### Requisitos do exercício
Dê sequência ao texto sobre Viktor Frankl e a logoterapia a partir da última frase apresentada.

### Texto selecionado
• • •
17 julho, 2006

Em Busca de Sentido

He who has a why to live can bear with almost any how.
- Nietzsche
Viktor E. Frankl (1905-1997) é mundialmente conhecido como o fundador da chamada Terceira Escola Vienense de Psicoterapia (teve como predecessores Freud e Adler), em que propugna sua principal criação intelectual, a logoterapia (do grego logos, conhecimento). A logoterapia se opõe à psicanálise de Freud na medida em que esta última se concentra em acontecimentos passados e em fenômenos inconscientes para explicar eventuais distúrbios psicológicos, enquanto que a teoria de Frankl se preocupa principalmente com o futuro; ela reconhece na ausência de uma significação ulterior para nossa existência (que, a rigor, jamais chegará a ser-nos conhecido) a explicação para o chamado "vácuo existencial", o existential vacuum a que se refere com tanta frequência.
• • •
Registros de dados armazenados
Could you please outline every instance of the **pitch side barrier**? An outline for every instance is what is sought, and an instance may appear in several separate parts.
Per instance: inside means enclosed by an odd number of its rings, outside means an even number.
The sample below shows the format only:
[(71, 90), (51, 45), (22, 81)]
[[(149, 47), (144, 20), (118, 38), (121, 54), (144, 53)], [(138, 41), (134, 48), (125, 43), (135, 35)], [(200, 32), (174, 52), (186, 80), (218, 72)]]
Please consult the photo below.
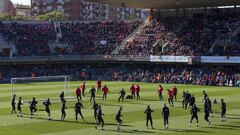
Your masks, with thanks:
[(240, 57), (229, 56), (127, 56), (127, 55), (58, 55), (58, 56), (15, 56), (0, 57), (0, 63), (34, 63), (34, 62), (152, 62), (152, 63), (186, 63), (186, 64), (240, 64)]

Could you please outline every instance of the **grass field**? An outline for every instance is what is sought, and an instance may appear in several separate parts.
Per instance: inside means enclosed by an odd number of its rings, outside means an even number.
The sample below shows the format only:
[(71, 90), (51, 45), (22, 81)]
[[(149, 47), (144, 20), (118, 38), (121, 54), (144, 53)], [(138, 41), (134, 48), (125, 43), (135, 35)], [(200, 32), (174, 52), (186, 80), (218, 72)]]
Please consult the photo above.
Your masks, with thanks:
[[(73, 106), (76, 100), (67, 101), (67, 117), (65, 122), (59, 121), (60, 119), (60, 101), (52, 101), (51, 112), (53, 120), (47, 120), (47, 114), (44, 111), (42, 102), (38, 103), (37, 111), (33, 119), (29, 119), (28, 104), (23, 106), (24, 117), (17, 117), (16, 114), (10, 114), (10, 85), (0, 85), (0, 135), (120, 135), (120, 134), (163, 134), (163, 135), (236, 135), (240, 131), (240, 88), (232, 87), (210, 87), (210, 86), (195, 86), (195, 85), (176, 85), (179, 90), (178, 100), (175, 102), (175, 107), (170, 108), (170, 121), (169, 129), (163, 129), (163, 120), (161, 118), (161, 109), (163, 102), (166, 102), (166, 91), (164, 91), (165, 101), (158, 101), (156, 94), (157, 84), (152, 83), (139, 83), (141, 87), (141, 100), (126, 100), (125, 103), (117, 103), (118, 92), (120, 88), (125, 88), (129, 93), (130, 82), (103, 82), (107, 84), (110, 90), (107, 101), (102, 101), (99, 92), (97, 95), (97, 103), (102, 105), (102, 110), (105, 116), (105, 130), (94, 129), (93, 110), (92, 104), (89, 103), (89, 97), (83, 98), (84, 109), (82, 110), (85, 116), (86, 123), (79, 120), (75, 122)], [(80, 82), (71, 82), (71, 93), (74, 93), (75, 87)], [(96, 85), (95, 81), (87, 81), (87, 91), (92, 85)], [(164, 84), (163, 88), (172, 88), (173, 84)], [(22, 96), (23, 100), (45, 98), (58, 98), (60, 89), (63, 88), (63, 83), (49, 82), (49, 83), (32, 83), (20, 84), (17, 86), (16, 94)], [(189, 111), (186, 112), (181, 107), (182, 91), (188, 90), (194, 93), (197, 100), (197, 105), (200, 108), (199, 124), (196, 127), (193, 123), (192, 127), (188, 127), (190, 120)], [(211, 100), (214, 98), (218, 101), (221, 98), (225, 99), (227, 104), (227, 121), (220, 121), (220, 104), (213, 105), (214, 117), (210, 118), (212, 125), (208, 125), (203, 119), (203, 106), (202, 106), (202, 90), (207, 91)], [(18, 98), (17, 98), (18, 99)], [(145, 114), (143, 113), (147, 105), (151, 105), (154, 110), (153, 122), (155, 129), (147, 129), (145, 126)], [(123, 106), (123, 126), (121, 131), (116, 131), (115, 125), (115, 112), (119, 106)], [(195, 122), (195, 121), (194, 121)]]

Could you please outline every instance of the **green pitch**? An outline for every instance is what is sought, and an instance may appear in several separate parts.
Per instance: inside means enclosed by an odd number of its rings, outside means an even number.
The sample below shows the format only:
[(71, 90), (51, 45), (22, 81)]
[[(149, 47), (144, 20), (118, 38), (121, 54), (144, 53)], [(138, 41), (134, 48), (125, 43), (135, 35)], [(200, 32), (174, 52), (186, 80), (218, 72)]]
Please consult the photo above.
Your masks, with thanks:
• • •
### Resultado da tarefa
Daí o título de seu livro mais famoso, Man's Search for Meaning, em que relata, na primeira parte, Experiences in a Concentration Camp, algumas de suas experiências durante o período de três anos em que foi interno de alguns campos, principalmente o de Auschwitz. Frankl acredita piamente que o ser humano, quando submetido a situações extremas de sofrimento e privação, revelar-se-á "um porco ou um santo", a depender de sua maturidade espiritual. Ora, isso entra em conflito direto com a famosa declaração de Freud:
Let one attempt to expose a number of the most diverse people uniformly to hunger. With the increase of the imperative urge of hunger all individual differences will blur, and in their stead will appear the uniform expression of the one unstilled urge.
A essa asserção, Frankl responde placidamente:
Thank heaven, Sigmund Freud was spared knowing the concentration camps from the inside. His subjects lay on a couch designed in the plush style of Victorian culture, not in the filth of Auschwitz. There, the "individual differences" did not "blur" but, on the contrary, people became more different; people unmasked themselves, both the swine and the saints.
Que dizer? Freud teve a infelicidade de descrever uma situação cuja melhor ilustração prática é o campo de concentração, precisamente a realidade conhecida tão bem por Frankl. Cabe aqui uma observação importante, que apesar de óbvia é esquecida por muitos: a experiência pessoal não é imprescindível para que se faça esse tipo de julgamento. Apenas é necessário que alguém tenha tido a experiência pessoal. A arrogância de certos 'pensadores engajados' é tal que, a depender deles, só está qualificado para opinar quem passa seus dias na rua, acompanhando de perto a 'realidade cruel dos fatos'. Acompanham a realidade tão de perto que, não raro, têm verdadeira aversão aos livros.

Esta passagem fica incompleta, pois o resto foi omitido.